EXERCISE BRIEF
Please list every person named in the text on Slovenian video art below.

TEXT
——————————

In the late 1970s, video artist Miha Vipotnik (1954–) began collaborating with the Slovenian national television. There, he completed Videogram 4 (1976–1979), which marks the beginning of experimental video and multimedia art in Slovenia. By manipulating and transforming images, he combined them with sound and movement to synthesise complex media messages. In 1983, Vipotnik established VIDEO CD, the first international video festival in Ljubljana (1983–1987), organised by the Slovenian republic's fairly young Cankarjev dom, cultural and congress centre. In 1986, video gained recognition through Auto-vision, the first programme on video art on national TV made by Vipotnik and Marijan Osole-Max (1956–). By using decontextualised, widely distributed images as a critique of the ruling culture, video production could be presented in clubs and alternative galleries.
Other prolific artist duos experimenting in video include Zemira Alajbegović and Neven Korda - ZANK (1982–) and Marina Gržinić and Aina Šmid (1982–), among individual artists Rok Sieberer - Kuri (1965–) and Ema Kugler (1956–) are prominent, all working in the alternative art scene.
The archive of video art from 1969 to 1998 was first gathered in the project Videodokument.org, developed within the scope of the SCCA-Ljubljana (the former Soros Center for Contemporary Arts – Ljubljana Documentation Programme). It was followed by DIVA Station, a research and study archive of video and new media art, still active today. It is a vital source for retrospectives and thematic screenings, such as the one of Vipotnik's opus organised and hosted by SCCA-Ljubljana with Slovenian Cinematheque in 2020.

——————————

STORED ROWS
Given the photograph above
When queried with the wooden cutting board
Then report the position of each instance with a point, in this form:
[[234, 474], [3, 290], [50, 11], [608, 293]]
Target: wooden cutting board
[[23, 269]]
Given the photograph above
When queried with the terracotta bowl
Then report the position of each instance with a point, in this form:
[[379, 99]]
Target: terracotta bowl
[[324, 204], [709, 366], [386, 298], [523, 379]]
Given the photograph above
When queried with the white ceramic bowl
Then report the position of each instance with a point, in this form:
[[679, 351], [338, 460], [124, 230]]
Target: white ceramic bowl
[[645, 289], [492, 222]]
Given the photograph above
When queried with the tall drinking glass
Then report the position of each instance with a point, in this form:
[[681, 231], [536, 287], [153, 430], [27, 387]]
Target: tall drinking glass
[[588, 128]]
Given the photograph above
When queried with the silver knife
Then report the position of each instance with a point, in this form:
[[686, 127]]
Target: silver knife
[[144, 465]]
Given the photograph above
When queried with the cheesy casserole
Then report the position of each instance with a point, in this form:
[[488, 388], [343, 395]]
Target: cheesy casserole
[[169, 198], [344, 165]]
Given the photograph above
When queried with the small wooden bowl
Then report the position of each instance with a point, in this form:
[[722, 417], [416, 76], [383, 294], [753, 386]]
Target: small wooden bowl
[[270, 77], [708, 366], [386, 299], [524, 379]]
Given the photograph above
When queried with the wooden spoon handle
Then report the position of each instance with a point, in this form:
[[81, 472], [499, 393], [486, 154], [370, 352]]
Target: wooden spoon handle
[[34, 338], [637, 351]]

——————————

RESPONSE TO THIS TASK
Miha Vipotnik
Marijan Osole-Max
Zemira Alajbegović
Neven Korda
Marina Gržinić
Aina Šmid
Rok Sieberer - Kuri
Ema Kugler